Records for the task:
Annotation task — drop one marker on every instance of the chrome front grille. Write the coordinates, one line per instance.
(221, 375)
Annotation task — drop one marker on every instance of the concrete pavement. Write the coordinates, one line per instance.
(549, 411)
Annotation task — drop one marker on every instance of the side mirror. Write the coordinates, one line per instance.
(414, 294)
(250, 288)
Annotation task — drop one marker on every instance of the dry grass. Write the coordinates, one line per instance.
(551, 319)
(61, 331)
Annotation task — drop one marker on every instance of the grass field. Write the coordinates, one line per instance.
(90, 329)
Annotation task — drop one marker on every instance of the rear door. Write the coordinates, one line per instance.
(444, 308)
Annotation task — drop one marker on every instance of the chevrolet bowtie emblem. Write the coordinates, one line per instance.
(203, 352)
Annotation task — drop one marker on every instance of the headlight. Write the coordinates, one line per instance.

---

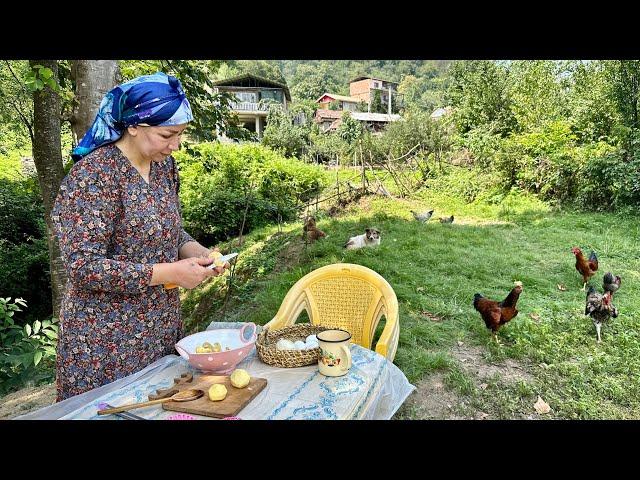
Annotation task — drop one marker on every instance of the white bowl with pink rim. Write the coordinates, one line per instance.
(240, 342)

Exercise details: Find every line in the material above that contains the string "grass" and copy each such line in full. Matching is case-sensitive.

Finished task:
Annotation task — drop one marker on every instance of the dry grass. Write the coordinates, one line per instance.
Annotation task — drop one marker on every instance of the grass field. Write the coordinates, one line per instance.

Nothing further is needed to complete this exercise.